**Goal of the exercise**
Pick out every line in the records below that contains the word "blue", and copy each one in full.

-.-.-

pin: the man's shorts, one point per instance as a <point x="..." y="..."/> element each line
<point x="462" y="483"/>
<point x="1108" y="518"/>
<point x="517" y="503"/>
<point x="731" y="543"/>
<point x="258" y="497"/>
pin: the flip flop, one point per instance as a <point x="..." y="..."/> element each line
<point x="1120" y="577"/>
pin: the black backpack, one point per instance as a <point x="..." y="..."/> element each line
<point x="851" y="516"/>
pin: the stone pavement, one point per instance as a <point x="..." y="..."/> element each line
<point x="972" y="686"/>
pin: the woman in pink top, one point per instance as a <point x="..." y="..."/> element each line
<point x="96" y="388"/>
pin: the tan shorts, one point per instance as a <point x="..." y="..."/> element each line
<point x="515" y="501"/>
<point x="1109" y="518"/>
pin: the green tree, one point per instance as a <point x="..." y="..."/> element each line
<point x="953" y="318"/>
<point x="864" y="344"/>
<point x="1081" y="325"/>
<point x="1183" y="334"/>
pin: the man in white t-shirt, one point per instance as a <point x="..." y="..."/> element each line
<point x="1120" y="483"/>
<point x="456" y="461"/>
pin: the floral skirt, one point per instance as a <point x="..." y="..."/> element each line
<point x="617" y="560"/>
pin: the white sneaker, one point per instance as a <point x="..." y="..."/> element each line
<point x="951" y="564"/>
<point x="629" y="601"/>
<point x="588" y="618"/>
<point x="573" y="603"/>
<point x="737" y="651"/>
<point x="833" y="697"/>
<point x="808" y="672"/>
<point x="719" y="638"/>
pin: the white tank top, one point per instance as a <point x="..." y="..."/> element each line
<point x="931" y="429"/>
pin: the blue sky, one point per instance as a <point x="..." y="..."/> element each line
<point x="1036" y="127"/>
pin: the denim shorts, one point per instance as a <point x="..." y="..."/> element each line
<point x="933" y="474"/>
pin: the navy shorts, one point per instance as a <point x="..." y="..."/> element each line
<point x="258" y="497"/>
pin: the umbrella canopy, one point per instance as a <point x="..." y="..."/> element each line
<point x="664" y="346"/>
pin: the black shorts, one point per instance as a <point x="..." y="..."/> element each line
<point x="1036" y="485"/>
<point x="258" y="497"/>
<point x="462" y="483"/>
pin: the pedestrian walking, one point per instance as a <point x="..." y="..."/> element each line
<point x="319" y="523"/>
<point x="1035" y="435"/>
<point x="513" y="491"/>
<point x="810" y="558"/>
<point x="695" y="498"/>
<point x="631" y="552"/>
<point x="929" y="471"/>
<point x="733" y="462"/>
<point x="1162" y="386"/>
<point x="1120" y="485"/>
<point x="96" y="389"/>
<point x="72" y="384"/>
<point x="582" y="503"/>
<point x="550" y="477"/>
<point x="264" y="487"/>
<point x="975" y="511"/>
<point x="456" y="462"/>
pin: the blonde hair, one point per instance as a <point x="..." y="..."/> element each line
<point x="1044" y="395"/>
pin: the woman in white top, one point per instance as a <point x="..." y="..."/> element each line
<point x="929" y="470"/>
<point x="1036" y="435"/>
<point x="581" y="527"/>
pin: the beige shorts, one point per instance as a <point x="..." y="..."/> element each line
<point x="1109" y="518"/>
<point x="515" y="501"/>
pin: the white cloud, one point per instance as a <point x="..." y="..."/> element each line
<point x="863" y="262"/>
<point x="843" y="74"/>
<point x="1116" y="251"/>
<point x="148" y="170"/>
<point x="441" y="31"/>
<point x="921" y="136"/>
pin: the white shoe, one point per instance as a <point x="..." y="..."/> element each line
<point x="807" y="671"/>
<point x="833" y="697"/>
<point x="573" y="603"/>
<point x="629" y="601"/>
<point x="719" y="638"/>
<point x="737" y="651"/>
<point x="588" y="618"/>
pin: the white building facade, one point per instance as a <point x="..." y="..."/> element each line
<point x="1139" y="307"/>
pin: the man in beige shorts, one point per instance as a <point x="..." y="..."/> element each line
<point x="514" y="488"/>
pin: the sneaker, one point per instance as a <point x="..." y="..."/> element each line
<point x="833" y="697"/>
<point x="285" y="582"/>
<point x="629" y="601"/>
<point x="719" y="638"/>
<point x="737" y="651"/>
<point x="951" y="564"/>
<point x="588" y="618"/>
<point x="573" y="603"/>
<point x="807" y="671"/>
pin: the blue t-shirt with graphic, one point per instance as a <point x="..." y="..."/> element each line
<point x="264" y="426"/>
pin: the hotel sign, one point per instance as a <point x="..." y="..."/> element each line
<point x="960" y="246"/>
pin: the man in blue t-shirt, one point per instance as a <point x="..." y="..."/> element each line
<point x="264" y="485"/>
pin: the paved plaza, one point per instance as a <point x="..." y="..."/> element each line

-.-.-

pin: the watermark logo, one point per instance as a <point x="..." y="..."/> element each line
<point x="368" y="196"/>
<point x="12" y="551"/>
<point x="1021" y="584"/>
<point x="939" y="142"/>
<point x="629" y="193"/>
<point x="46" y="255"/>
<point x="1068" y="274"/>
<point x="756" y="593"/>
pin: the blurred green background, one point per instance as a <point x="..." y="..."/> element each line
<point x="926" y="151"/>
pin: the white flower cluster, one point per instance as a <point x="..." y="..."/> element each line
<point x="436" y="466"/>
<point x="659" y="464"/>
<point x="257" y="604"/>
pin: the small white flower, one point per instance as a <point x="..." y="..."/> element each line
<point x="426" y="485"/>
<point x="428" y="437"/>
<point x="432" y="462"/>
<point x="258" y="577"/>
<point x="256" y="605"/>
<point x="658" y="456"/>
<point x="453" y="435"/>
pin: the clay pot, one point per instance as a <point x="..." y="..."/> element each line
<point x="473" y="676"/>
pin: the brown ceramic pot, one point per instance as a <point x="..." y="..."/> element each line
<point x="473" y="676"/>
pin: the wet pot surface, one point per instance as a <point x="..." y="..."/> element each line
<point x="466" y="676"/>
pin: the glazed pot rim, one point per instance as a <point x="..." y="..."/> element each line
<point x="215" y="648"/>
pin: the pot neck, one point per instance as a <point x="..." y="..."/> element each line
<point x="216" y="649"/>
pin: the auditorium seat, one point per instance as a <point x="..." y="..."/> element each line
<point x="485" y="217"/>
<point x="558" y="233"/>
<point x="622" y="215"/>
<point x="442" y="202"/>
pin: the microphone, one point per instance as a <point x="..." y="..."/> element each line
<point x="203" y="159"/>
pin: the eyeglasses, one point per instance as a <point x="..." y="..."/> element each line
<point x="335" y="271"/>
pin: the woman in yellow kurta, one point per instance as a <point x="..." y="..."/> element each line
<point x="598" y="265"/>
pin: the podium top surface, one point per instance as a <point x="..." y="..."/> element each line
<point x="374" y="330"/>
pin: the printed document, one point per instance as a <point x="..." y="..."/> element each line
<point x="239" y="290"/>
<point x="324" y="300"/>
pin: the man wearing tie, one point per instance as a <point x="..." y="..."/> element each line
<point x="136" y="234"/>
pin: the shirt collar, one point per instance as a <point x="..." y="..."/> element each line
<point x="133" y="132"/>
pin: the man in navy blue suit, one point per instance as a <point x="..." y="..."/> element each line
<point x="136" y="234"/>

-.-.-

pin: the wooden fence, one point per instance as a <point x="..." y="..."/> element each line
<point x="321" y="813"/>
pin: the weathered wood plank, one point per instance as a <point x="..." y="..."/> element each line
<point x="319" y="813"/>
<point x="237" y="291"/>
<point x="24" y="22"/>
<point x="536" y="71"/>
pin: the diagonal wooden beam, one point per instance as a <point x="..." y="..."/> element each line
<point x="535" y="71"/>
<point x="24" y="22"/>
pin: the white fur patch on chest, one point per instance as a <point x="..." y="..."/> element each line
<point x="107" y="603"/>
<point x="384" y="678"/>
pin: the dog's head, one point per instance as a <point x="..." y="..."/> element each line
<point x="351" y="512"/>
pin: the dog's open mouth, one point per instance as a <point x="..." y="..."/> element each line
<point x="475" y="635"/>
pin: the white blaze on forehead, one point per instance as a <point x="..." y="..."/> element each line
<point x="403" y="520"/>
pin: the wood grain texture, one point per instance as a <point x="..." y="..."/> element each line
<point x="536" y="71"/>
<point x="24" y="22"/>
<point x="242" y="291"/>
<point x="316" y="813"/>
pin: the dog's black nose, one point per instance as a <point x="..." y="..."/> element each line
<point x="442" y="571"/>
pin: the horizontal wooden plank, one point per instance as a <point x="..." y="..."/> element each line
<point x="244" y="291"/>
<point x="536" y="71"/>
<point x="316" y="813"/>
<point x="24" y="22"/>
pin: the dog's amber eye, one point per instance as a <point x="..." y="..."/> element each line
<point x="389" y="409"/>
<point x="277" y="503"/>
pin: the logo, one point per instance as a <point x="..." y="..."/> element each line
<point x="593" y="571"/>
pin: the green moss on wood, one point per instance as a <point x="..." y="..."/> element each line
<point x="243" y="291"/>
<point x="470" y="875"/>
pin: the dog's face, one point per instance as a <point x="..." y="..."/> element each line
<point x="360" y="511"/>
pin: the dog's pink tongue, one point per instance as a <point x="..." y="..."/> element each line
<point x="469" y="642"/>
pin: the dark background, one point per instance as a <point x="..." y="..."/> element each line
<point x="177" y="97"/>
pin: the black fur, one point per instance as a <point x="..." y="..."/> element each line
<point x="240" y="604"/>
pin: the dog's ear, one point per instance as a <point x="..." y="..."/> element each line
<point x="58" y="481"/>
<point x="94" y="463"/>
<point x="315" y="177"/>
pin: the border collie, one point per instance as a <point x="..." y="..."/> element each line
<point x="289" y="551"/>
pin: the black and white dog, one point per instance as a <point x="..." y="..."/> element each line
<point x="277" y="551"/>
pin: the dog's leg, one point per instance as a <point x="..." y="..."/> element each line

-.-.-

**Exercise result**
pin: the blue sky, one point per instance as a <point x="..." y="..."/> element each line
pin: the blue t-shirt with graphic, one point per instance as a <point x="..." y="..."/> element each line
pin: the man in blue t-shirt, one point per instance as a <point x="..." y="..."/> element each line
pin: the man in navy blue suit, one point per instance as a <point x="..." y="..."/> element each line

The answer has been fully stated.